→ AVAILABLE RECORDS

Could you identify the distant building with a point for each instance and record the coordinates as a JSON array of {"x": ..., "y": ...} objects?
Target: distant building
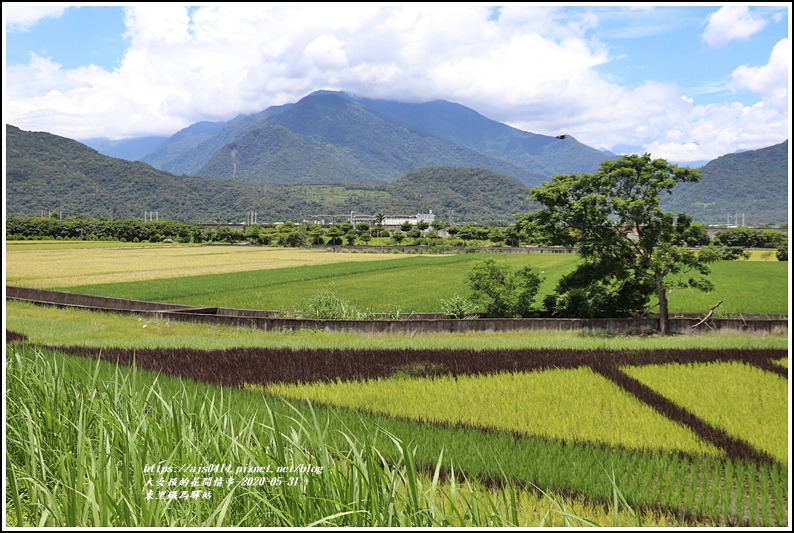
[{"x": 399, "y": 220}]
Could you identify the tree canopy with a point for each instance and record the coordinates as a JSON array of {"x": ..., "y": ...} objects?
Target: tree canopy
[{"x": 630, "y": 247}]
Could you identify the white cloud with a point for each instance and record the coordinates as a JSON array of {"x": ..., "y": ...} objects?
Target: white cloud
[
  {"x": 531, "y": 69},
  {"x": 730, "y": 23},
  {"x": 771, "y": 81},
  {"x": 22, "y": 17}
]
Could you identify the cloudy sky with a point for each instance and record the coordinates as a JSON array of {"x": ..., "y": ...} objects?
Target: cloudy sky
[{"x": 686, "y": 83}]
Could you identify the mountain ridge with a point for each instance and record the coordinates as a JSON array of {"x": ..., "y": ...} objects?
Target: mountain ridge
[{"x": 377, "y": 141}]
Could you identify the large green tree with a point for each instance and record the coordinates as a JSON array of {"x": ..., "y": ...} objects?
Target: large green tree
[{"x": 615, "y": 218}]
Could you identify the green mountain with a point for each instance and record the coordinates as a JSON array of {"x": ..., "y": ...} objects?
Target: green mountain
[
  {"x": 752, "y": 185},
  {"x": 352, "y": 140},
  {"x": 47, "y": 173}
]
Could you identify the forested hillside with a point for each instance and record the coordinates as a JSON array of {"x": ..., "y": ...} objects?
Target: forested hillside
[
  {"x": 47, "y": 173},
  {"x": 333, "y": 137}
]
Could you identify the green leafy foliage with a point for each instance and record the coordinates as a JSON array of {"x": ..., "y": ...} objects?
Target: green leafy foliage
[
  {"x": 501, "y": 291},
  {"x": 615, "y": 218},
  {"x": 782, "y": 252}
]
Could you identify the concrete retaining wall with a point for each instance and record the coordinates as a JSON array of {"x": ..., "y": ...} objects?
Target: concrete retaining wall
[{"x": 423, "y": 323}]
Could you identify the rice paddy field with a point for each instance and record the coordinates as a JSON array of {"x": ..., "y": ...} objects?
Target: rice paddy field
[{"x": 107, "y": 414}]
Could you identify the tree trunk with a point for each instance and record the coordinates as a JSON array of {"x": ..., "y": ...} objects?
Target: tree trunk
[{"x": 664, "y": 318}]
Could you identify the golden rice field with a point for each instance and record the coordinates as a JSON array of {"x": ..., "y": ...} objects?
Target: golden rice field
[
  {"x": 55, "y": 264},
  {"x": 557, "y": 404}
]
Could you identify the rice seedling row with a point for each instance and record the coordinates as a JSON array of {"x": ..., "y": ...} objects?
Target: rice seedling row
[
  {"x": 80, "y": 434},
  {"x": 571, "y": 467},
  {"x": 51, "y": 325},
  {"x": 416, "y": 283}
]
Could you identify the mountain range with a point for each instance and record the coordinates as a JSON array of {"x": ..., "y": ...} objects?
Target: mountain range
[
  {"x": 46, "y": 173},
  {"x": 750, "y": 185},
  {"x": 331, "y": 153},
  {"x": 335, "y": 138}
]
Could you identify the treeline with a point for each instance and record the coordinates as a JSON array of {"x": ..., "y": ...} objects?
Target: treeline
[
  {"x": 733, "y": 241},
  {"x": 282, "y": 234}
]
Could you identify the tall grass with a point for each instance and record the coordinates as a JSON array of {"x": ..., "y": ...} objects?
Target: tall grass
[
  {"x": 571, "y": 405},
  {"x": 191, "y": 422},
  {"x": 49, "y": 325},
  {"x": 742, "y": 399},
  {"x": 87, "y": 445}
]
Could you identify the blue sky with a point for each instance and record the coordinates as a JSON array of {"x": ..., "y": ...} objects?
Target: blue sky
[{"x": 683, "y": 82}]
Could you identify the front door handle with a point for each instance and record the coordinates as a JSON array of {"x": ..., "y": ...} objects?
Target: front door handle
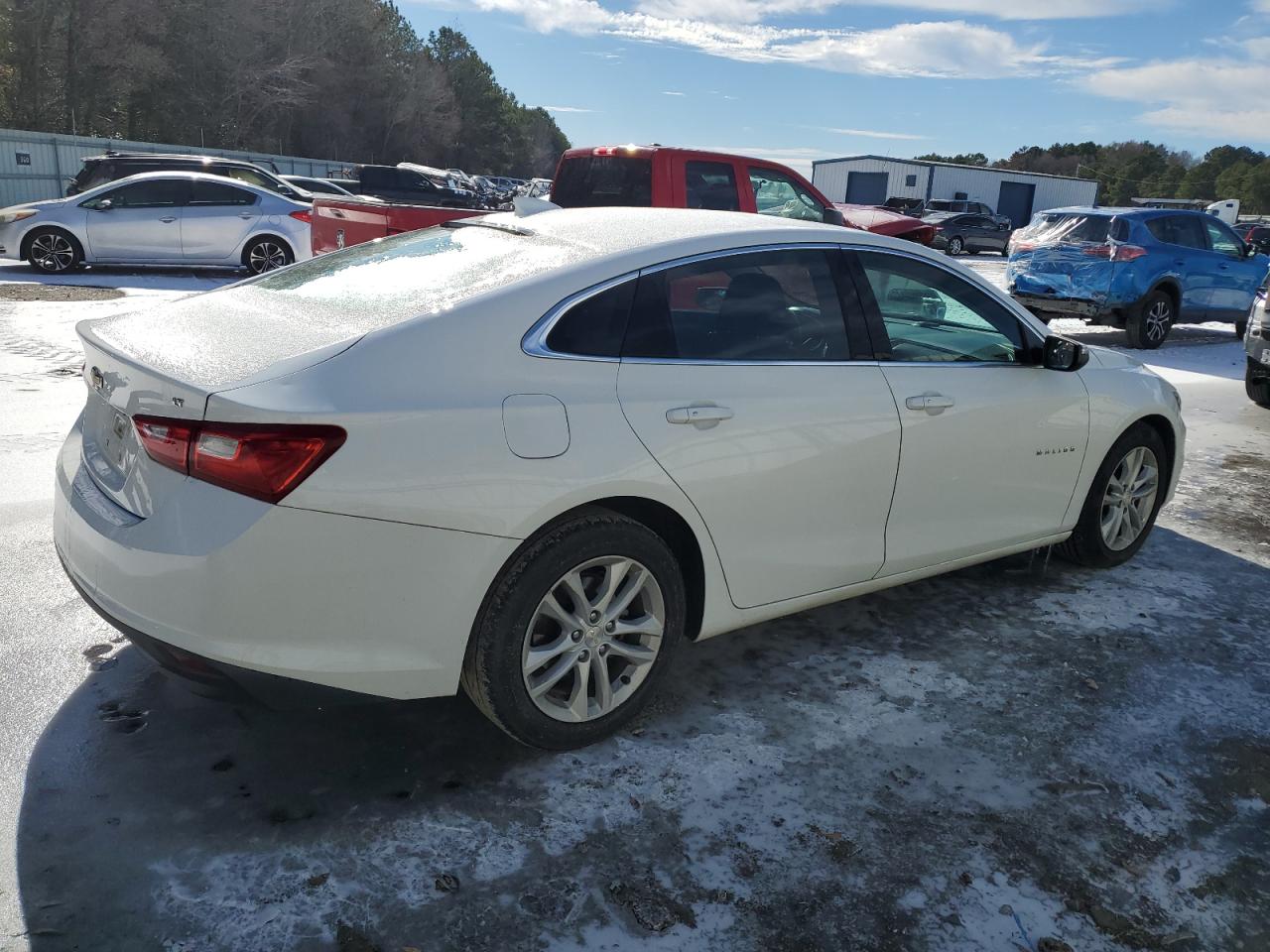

→ STATED GOAL
Go through the listing above and write it out again exactly, dropping the pictures.

→ TASK OUTPUT
Could you identify the distant building with a point for each instance and record the coordinates as a JSON array of {"x": ..., "y": ...} objects?
Target: distant building
[{"x": 399, "y": 220}]
Could you identify the tree canopy with a point for each instance and record the coordinates as a JSON array of {"x": ..., "y": ...} objects?
Target: tree canopy
[{"x": 630, "y": 247}]
Could you identify the white cloud with a point for each instance and record the coordinates as a JSON array of {"x": ..., "y": ...} objects?
Target: white cloud
[
  {"x": 531, "y": 69},
  {"x": 730, "y": 23},
  {"x": 771, "y": 81},
  {"x": 22, "y": 17}
]
Could you identify the cloudy sky with a point for each instance and record the coordinates as a JSON array of {"x": ..., "y": ...} objects?
Target: cloudy sky
[{"x": 686, "y": 83}]
Could you identify the mountain ridge with a point for each instance and record the coordinates as a JSON array of {"x": ..., "y": ...} objects?
Target: mountain ridge
[{"x": 377, "y": 141}]
Could you identify the large green tree with a point for each instance and record the coordinates as a JSON array of {"x": ..., "y": ...} objects?
Target: large green tree
[{"x": 615, "y": 218}]
Could you identify the green mountain with a point for each instance and record the coordinates as a JSON array of {"x": ..., "y": ...} objects?
Target: green mountain
[
  {"x": 752, "y": 185},
  {"x": 352, "y": 140},
  {"x": 47, "y": 173}
]
Could you identify the forested hillside with a point for each instance and record the coordinates as a JSON array of {"x": ..., "y": ...} objects?
Target: forested hillside
[
  {"x": 47, "y": 173},
  {"x": 333, "y": 137}
]
Could you identify the green leafy foliage with a point for each instance and record the coordinates as a JSON array of {"x": ..., "y": ...} objects?
Target: green leafy foliage
[
  {"x": 501, "y": 291},
  {"x": 615, "y": 218},
  {"x": 782, "y": 252}
]
Could you identify the concrete retaining wall with a point for each instance and record the coordinates as a JSON array of {"x": ..., "y": ...} objects?
Target: concrete retaining wall
[{"x": 423, "y": 323}]
Could you identify the rice paddy field with a point for each instance and record the coordinates as a JSON array of {"x": ..., "y": ...} objects?
Target: rice paddy field
[{"x": 107, "y": 414}]
Could you identify the tree trunk with a point for each instance and record the coordinates as a JSON array of {"x": ..., "y": ...} objects?
Target: tree trunk
[{"x": 664, "y": 318}]
Could you identify the golden rice field with a point for each instance and record the coordinates as a JSON array of {"x": ..., "y": ...} objects?
Target: golden rice field
[
  {"x": 55, "y": 264},
  {"x": 557, "y": 404}
]
Could you identify the rice seedling row with a point for each instance and record the coordinates as a JSON array of {"x": ..., "y": ...} objects?
Target: rice seedling row
[
  {"x": 80, "y": 434},
  {"x": 571, "y": 467},
  {"x": 51, "y": 325},
  {"x": 416, "y": 283}
]
Could you identify the mountain range with a point for each instance and record the coordinates as a JSON array of {"x": ..., "y": ...} objects?
Target: mountain range
[
  {"x": 46, "y": 173},
  {"x": 750, "y": 185},
  {"x": 331, "y": 153},
  {"x": 335, "y": 138}
]
Could you identify the treeline with a point for each instance and record the coordinates as a JSON array of {"x": ..., "y": ...} objects?
Target: treeline
[
  {"x": 733, "y": 241},
  {"x": 282, "y": 234}
]
Could you identify the tall grass with a point for each instance and record the coordinates as a JSON array of {"x": ..., "y": ...} objects?
Target: tall grass
[
  {"x": 571, "y": 405},
  {"x": 191, "y": 422},
  {"x": 49, "y": 325},
  {"x": 742, "y": 399},
  {"x": 87, "y": 445}
]
Could you identify the blue sky with a point for each instance and record the coordinates as a JSON array of {"x": ..., "y": ...} objects?
Target: blue sky
[{"x": 683, "y": 82}]
Could you identify the front door handle with a point for each instance and record the coordinates as a JSON array of {"x": ..., "y": ...} objects?
Target: front door handle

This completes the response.